Given request | Your task is to quote the material that follows, in full and exactly.

---*---

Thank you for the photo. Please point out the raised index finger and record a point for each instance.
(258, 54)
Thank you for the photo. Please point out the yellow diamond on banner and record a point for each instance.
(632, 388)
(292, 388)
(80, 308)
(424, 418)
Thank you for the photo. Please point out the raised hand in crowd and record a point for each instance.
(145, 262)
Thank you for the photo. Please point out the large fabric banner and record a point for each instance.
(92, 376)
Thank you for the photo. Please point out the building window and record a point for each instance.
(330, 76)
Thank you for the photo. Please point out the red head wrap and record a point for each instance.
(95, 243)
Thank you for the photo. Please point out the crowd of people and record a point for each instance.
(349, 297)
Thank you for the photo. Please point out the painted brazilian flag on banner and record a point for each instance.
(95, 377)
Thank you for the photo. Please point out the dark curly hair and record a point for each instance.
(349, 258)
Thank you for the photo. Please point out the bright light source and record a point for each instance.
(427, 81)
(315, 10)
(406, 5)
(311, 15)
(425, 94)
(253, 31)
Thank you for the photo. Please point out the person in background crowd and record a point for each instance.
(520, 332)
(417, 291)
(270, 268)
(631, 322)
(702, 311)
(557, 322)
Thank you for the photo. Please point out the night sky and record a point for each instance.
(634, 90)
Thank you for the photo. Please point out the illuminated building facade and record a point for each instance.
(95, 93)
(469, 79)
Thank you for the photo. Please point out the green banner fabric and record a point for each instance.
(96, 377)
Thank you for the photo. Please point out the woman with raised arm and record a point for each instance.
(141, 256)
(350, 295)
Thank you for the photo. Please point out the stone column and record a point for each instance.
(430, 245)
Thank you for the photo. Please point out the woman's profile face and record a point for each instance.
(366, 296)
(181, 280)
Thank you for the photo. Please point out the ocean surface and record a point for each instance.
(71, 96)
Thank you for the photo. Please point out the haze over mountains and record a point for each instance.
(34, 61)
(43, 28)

---*---

Reply to the task |
Thank you for the photo. Please point out the raised index finger and record a point for each instance.
(258, 54)
Thank you for the photo. Please point out the yellow diamond on banner and record a point for each instance.
(632, 388)
(292, 388)
(80, 308)
(424, 418)
Thank you for the photo. Please point out the raised hand in crowd and record a point for each instance.
(145, 262)
Thank you for the photo. Please point out the large fabric banner and record a point for each instance.
(92, 376)
Thank you for the photo. Please point out the building window and record a point for each instance.
(330, 76)
Thank you for the photo. Please point out the red head wrap and record a point for each instance.
(95, 243)
Thank you for the photo. Please point out the crowd of people and record a point for each instance.
(349, 297)
Thank you for the photo. Please point out the painted brazilian flag on banner and record a point for each instance.
(95, 377)
Thank you for the photo. Please point out the dark curly hair and record a point for each instance.
(349, 258)
Thank you for the photo. Please point out the bright light source and record a point for each instance.
(427, 81)
(315, 10)
(406, 5)
(311, 15)
(425, 94)
(253, 31)
Thank you for the photo. Please point out the person in background crowd and record a point for each instance.
(520, 332)
(417, 291)
(270, 268)
(631, 322)
(702, 311)
(557, 322)
Thank you for the photo. Please point out the night sky and record a point for each instance.
(634, 90)
Thank you for the photo. Please point out the illuminated building facade and record a point for each instance.
(95, 93)
(469, 79)
Thank you for the photo. Please point out the green banner fabric and record a point for each instance.
(96, 377)
Thank you for the photo. Please point out the woman with raised arm and record a point for each instance.
(141, 256)
(350, 295)
Thank you for the photo. Please point out the stone column and record a point for each instance.
(430, 245)
Thank you for the photo. Please point out the woman's profile face and record a point for each instance.
(366, 296)
(181, 280)
Thank you for the photo. Please point out the ocean surface and record a point for each instance.
(71, 96)
Thank you for the photo. Please point out the haze over mountains and record a point for each instance.
(34, 61)
(43, 28)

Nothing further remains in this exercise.